◆ Что требуется ◆
Продолжите отрывок интервью о вербовке заключенных, начав сразу после его последней фразы.

◆ Выбранный отрывок ◆
* * *

О.Р. Вы знаете, эти письма не кончаются. Я вообще думала, что наша позиция очевидна. Тем не менее эти письма продолжают приходить, в том числе с оккупированных территорий: «Слава России, у нас все хорошо, а теперь помогите мне вернуть завербованного брата, мужа, сына». У меня это вызывает чувство глубокого омерзения. Первое время мы еще что-то отвечали на такие письма, объясняли людям, что они хотят стать военными преступниками, а потом перестали.
К.Т. Как руководство и сотрудники самих тюрем относятся к вербовке, поменялось ли их отношение к этому за полгода?
О.Р. Вы знаете, интересная вещь. На днях ушел в отставку очень большой генерал ФСИН по фамилии Лымарь. Он был главой всего ГУ ФСИН Пермского края (а Пермский край — это край тюремный, край сидящий). Он дал большую пресс-конференцию напоследок, и его много спрашивали о вербовке. Не слышал. Нет никакой вербовки, нет никакой войны. А заключенных переводят в Ростов «по собственному желанию».

* * *

◆ Записи данных ◆
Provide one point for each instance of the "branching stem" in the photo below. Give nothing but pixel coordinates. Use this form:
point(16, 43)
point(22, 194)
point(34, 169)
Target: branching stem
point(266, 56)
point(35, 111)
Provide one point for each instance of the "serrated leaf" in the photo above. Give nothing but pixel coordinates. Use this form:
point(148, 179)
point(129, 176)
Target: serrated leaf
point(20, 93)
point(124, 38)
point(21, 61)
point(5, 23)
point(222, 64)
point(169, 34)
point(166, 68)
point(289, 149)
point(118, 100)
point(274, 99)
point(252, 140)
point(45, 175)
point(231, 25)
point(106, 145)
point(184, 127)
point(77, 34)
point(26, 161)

* * *

◆ Ответ ◆
К.Т. В российских регионах выросла вооруженная преступность после начала вербовки заключенных?
О.Р. Согласно статистике МВД, выросла вооруженная преступность в приграничных областях. И понятно почему — совершенно бесконтрольный оборот оружия. Плюс ко всему, мы знаем о случаях, когда бежавшие «вагнеровцы» начинают расстреливать полицейские патрули, как это было в Ростовской области, в городе Шахтинске. Мы об этом знаем, потому что он пошел стрелять. А если он пошел грабить кассу, то мы и не узнаем, что он «вагнеровец».
К.Т. Я хотела бы спросить еще об одной категории людей, которым вы помогаете, — это украинцы, которых насильно вывезли в Россию. Как им можно помочь сейчас?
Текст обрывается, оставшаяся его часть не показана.